> _Consigne_:
Dans l'extrait sur les mesures de réparation, reproduisez le passage allant de « [75]      Étant donné » jusqu'à « de première instance. » inclus, en substituant « restitution des bénéfices » à « remise des profits ».

> _Extrait choisi_:

E.    Les mesures de réparation

[75]      Étant donné mes conclusions sur l’invalidité des revendications en litige, il n’est pas non plus nécessaire d’examiner la question des mesures de réparation. Cependant, je souhaite profiter de l’occasion pour formuler quelques observations concernant l’examen fait par la Cour fédérale de l’option de la remise des profits à titre de mesure de réparation pour la contrefaçon de brevet.

[76]      Bien que le breveté ait droit à des dommages-intérêts lorsqu’il y a contrefaçon de brevet, il peut se voir accorder à la place le droit de choisir la remise des profits que le contrefacteur a réalisés. Ce droit de choisir relève du pouvoir discrétionnaire du tribunal de première instance.

[77]      En l’espèce, la Cour fédérale a conclu que, bien qu’il y ait eu contrefaçon, la remise des profits aurait été inappropriée. L’un des motifs exposés par la Cour fédérale à l’appui de cette conclusion était que Seedlings ne réalisait pas l’invention et qu’elle n’avait jamais eu l’intention de le faire. Elle prévoyait plutôt concéder à une autre entité une licence sur son invention. Au paragraphe 252 de ses motifs, la Cour fédérale a renvoyé à plusieurs décisions, rendues au fil de plusieurs décennies, étayant l’observation selon laquelle, « si le breveté a réalisé ses bénéfices en vendant des licences, il ne devrait pas avoir droit à une indemnité allant audelà d’une redevance raisonnable ». En réponse à l’affirmation selon laquelle le fait de refuser à Seedlings le droit de choisir la remise des profits ne tiendrait pas compte de l’objectif de dissuasion de cette mesure, la Cour fédérale a noté l’absence de jurisprudence dans laquelle cette observation l’emportait sur le fait que le breveté ne réalisait pas l’invention.

[78]      En ce qui concerne les décisions mentionnées au paragraphe 252 des motifs de la Cour fédérale, j’observe que trois d’entre elles concernent des dommages-intérêts, et non la remise des profits, et qu’elles ne sont donc pas utiles dans le présent contexte : Colonial Fastener Co. Ltd. v. Lightning Fastener Co. Ltd., [1937] R.C.S. 36, à la page 45, [1937] 1 D.L.R. 21; Alliedsignal Inc. c. du Pont Canada Inc., [1998] A.C.F. no 190 (QL) (1re inst.), aux paragraphes 21 et 22, conf. par [1999] A.C.F. no 38 (QL) (C.A.); et JAY-LOR International Inc. c. Penta Farm Systems Ltd., 2007 CF 358, [2007] A.C.F. no 688 (QL), [2007] 4 R.C.F. F-1, au paragraphe 119. Les autres affaires portent sur le fait que le breveté ne réalisait pas l’invention, et pas nécessairement sur la question de savoir s’il réalisait des profits par la vente de licences. À mon avis, aucune des décisions mentionnées n’apportait de fondement ferme au principe général selon lequel le breveté qui réalise des profits (ou a l’intention de le faire) en vendant des licences sur son brevet ne devrait pas avoir le droit de choisir la remise des profits.

> _Enregistrements conservés_:
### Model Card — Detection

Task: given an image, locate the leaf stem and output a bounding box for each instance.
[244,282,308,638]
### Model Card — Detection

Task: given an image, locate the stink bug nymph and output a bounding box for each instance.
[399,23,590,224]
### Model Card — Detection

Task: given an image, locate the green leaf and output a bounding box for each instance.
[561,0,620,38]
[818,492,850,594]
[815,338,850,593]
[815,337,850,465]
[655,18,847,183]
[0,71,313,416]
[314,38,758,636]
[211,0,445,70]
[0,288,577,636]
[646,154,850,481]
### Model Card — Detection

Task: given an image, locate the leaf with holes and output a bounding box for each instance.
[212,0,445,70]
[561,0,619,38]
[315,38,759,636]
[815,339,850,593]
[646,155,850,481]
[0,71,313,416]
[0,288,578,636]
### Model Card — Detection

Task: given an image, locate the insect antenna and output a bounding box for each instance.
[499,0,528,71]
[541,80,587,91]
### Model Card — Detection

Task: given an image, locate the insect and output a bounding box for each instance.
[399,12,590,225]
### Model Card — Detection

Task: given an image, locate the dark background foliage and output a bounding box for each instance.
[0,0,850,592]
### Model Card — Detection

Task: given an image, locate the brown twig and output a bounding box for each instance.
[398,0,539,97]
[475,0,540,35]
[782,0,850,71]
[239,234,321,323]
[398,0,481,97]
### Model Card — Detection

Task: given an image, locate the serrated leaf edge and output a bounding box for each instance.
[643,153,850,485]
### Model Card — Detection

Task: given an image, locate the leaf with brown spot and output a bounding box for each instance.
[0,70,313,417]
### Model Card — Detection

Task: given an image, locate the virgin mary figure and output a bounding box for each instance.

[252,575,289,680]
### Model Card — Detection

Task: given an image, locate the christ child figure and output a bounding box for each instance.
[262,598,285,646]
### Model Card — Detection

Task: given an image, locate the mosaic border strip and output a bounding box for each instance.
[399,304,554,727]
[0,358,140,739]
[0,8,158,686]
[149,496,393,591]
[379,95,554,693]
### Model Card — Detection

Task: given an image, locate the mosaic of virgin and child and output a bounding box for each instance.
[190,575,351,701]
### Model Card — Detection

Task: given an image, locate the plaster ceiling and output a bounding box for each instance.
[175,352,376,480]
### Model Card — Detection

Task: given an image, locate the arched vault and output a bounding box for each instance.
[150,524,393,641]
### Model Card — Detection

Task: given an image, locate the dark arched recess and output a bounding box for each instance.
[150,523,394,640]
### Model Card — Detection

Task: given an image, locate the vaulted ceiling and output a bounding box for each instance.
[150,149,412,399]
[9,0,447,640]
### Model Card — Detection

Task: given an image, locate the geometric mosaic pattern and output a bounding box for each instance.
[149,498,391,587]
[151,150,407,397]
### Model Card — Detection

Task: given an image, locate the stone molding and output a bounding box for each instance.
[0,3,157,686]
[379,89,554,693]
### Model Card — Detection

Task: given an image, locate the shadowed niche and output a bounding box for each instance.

> _Problème résolu_:
[75]      Étant donné mes conclusions sur l’invalidité des revendications en litige, il n’est pas non plus nécessaire d’examiner la question des mesures de réparation. Cependant, je souhaite profiter de l’occasion pour formuler quelques observations concernant l’examen fait par la Cour fédérale de l’option de la restitution des bénéfices à titre de mesure de réparation pour la contrefaçon de brevet.

[76]      Bien que le breveté ait droit à des dommages-intérêts lorsqu’il y a contrefaçon de brevet, il peut se voir accorder à la place le droit de choisir la restitution des bénéfices que le contrefacteur a réalisés. Ce droit de choisir relève du pouvoir discrétionnaire du tribunal de première instance.